──────── Provided passage ────────

Fig. 5. DTMS promoting angiogenesis and improving the blood supply of MI area.

a Top differentially expressed gene heatmap of rats’ heart after 1 week with different treatments. (red, up-regulated; blue, down-regulated; N = 3 biologically independent replicates). b Transcriptome characteristics of infarcted tissue (i, iii): KEGG pathway enrichment analyze of different groups. (i) MI group vs S-DTMS group；(iii) DTMS group vs S-DTMS group. ii, iv: Top differentially expressed gene volcanic map of different groups. (ii) MI group vs S-DTMS group. (iv) DTMS group vs S-DTMS group.) N = 3 biologically independent replicates. c Macrophage immunofluorescence staining of myocardial tissue of the rat heart after 1-week treatment. The white arrows indicate the positive immunofluorescence staining macrophages. d, e Quantification of the CD86 ⁺ d and CD163 ⁺ e cells, one-way ANOVA with multiple comparison tests. All values are presented as mean ± SD. N = 8 biologically independent replicates. f, g Quantification of IL-6 f, TNF-a g in the myocardial tissue homogenates after 1 month. One-way ANOVA with multiple comparison tests. All values are presented as mean ± SD. N = 8 biologically independent replicates. h After 1 month, angiography and histological staining of the rat heart. From top to bottom: Overall and local features of the rat hearts’ coronary perfusion. Contrast-enhanced coronary artery micro-CT. α-SMA/CD31 immunofluorescence staining of myocardium after treatment for 1 month. i and j Quantitative analysis of the and CD31⁺ vessels i, α- SMA⁺ vessels j, one-way ANOVA with multiple comparison tests. All values are presented as mean ± SD. N = 8 biologically independent replicates.

──────── Data excerpts ────────

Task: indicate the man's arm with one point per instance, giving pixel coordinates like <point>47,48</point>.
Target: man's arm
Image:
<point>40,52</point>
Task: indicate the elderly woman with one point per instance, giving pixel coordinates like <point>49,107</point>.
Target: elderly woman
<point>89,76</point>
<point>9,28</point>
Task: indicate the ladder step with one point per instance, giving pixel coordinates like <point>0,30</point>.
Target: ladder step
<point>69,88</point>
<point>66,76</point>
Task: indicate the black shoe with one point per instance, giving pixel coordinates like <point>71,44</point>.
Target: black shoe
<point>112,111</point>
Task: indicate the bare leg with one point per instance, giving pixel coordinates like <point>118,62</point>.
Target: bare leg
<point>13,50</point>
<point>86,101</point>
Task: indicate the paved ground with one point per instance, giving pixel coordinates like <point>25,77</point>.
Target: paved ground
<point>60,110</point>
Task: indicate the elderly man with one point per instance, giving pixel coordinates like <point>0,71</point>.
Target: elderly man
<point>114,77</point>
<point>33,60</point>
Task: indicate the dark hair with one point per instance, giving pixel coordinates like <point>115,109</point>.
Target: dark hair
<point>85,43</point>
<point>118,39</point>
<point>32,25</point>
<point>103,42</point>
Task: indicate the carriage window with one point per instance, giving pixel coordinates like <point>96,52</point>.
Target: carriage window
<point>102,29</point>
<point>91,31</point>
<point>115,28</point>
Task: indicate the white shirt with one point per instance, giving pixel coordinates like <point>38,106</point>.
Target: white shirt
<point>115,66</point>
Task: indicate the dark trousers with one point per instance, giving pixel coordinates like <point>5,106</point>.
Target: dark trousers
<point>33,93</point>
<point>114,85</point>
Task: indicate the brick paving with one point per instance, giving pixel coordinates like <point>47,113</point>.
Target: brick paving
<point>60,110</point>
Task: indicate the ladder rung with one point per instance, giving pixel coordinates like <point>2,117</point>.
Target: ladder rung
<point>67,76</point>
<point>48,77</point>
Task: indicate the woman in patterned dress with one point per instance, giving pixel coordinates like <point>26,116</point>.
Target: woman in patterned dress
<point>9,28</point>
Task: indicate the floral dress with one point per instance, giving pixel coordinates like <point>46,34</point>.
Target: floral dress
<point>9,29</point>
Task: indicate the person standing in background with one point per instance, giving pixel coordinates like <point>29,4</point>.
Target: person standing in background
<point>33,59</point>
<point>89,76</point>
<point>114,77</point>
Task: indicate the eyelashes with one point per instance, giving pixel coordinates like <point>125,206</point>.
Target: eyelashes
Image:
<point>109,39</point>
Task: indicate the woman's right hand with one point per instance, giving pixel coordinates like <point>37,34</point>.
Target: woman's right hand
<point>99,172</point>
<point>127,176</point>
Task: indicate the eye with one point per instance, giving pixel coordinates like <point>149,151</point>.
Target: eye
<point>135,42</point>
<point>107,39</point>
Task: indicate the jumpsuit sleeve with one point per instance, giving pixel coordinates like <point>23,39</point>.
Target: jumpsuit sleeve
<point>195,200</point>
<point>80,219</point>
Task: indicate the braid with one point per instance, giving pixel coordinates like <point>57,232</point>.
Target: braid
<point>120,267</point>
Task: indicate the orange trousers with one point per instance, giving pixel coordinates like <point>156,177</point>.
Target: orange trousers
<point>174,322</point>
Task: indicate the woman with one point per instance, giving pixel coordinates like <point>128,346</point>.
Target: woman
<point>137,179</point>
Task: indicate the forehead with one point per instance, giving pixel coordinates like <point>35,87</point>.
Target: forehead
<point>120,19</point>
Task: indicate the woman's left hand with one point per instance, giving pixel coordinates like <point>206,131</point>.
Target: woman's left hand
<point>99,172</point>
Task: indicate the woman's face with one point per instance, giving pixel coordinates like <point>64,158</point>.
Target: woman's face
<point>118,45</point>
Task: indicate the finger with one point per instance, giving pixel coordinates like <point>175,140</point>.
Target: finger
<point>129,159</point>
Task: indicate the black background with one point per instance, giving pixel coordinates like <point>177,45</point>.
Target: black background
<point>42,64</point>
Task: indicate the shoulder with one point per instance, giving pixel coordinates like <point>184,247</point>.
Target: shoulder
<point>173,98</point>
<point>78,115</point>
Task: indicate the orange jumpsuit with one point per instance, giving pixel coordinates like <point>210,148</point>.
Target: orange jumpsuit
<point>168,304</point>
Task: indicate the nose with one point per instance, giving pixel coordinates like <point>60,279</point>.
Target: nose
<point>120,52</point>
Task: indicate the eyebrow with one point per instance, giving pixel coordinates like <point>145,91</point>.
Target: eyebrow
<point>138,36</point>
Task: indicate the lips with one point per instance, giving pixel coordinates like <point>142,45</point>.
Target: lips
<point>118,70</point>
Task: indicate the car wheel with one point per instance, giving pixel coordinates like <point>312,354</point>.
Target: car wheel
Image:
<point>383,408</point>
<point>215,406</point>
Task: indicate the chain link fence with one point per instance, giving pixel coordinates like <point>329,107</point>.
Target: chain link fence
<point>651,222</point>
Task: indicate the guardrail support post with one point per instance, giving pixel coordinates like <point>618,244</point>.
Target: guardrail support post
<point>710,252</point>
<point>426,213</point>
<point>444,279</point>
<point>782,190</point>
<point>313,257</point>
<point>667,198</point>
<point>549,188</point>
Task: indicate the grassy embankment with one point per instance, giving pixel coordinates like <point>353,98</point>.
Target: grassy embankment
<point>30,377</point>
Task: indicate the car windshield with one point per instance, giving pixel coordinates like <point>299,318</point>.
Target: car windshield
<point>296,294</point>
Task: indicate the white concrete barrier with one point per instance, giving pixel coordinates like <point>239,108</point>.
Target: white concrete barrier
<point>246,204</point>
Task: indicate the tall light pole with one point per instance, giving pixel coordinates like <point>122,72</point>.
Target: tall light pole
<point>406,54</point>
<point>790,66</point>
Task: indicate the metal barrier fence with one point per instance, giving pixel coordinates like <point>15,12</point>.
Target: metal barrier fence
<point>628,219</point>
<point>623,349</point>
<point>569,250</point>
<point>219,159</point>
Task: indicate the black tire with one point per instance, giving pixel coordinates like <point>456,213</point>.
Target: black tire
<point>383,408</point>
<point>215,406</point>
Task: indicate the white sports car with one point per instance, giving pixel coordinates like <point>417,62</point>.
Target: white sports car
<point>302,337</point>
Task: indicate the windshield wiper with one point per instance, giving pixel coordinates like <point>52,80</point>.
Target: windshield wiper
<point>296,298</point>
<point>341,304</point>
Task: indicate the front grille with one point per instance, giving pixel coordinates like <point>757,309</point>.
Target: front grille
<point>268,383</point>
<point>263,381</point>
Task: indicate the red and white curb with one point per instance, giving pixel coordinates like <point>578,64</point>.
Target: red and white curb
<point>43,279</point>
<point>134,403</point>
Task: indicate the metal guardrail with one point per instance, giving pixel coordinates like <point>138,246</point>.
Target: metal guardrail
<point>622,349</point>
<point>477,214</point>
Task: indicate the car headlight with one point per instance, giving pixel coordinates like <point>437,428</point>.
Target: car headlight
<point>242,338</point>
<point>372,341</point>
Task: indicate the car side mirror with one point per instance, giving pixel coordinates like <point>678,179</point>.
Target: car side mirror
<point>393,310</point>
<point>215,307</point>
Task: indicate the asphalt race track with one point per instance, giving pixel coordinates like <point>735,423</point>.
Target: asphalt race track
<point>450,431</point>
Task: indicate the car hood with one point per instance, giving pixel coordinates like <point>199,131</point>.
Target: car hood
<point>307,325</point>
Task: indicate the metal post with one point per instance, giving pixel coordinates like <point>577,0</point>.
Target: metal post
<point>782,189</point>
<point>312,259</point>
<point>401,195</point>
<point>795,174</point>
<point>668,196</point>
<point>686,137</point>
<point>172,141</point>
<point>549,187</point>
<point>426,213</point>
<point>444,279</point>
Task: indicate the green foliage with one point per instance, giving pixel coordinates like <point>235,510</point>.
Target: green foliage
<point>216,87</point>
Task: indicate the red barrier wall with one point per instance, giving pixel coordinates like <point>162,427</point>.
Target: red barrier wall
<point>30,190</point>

────────

[Exercise 1] In the figure caption about DTMS and angiogenesis, what do the white arrows in panel c indicate?
[Exercise 2] Resume the figure caption about DTMS and angiogenesis, starting after its final sentence.

[Written reply 1] They indicate the macrophages with positive immunofluorescence staining.

[Written reply 2]
Fig. 6. S-DTMS treating porcine myocardial infarction.

a Scheme of the treatment of myocardial infarction in minipigs. b (i) Ligated the Left Anterior descending artery (LAD). (ii) The myocardium was ischemic and S-DTMS was sutured in the ischemic area. Differences in the ECG of pigs before and after ligation of LAD. N = 3 biologically independent replicates. c One month later, the ECG of pigs was measured by the Bluetooth ECG connected with the S-DTMS. N = 3 biologically independent replicates. d Representative images of M-mode ultrasound of pigs after one month. e–h After 1 month, LVDd e, LVDs f, LVEF g, and LVFS h of pigs were assessed by echocardiography. N = 3 biologically independent replicates. one-way ANOVA with multiple comparison tests. All values are presented as mean ± SD. i One month later, the myocardial tissue’s immunofluorescence staining of SNAP and MI group. From left to right, F-actin⁺ (red), CD31⁺ (green), merge. j, k Fibrosis coverage area j and absolute length of cardiac short axis scar. k Two-tailed unpaired Student’s t-test. All values are presented as mean ± SD. N = 3 biologically independent replicates. k After 1 month, immunofluorescence staining of myocardial tissue in SNAP and MI groups. CD31, α-SMA; Collagen I, CollagenIII. Arrows and asterisks, respectively indicate the areas and tissues with positive immunofluorescence staining. N = 3 biologically independent replicates.

Fig. 7. Evaluation of cardiac function after myocardial infarction in pigs by cMRI.

a CMRI of pigs after 1 month. The mapping image of the pig heart before contrast enhancement, and the mapping image after contrast enhancement at the middle horizontal plane. Short axis myocardial delayed enhancement sequence (LGE). The arrow points to the infarct area. b Quantitative analysis of extracellular volume time-sharing. c Quantitative analysis of EDV/BSA. d Quantitative analysis of LGE positive area. e, f Systolic and diastolic LV wall thickness based on myocardial MRI imaging. g AHA cardiac segment grading criteria. h, i In the heart cycle, the radial h and circumferential strain (i) of all segments of the left ventricle. j, k Radial strain j and circumferential strain k peaks in different segments of the middle segment of the left ventricle. b–f One-way ANOVA with multiple comparison tests. All values are presented as mean ± SD. N = 3 biologically independent replicates.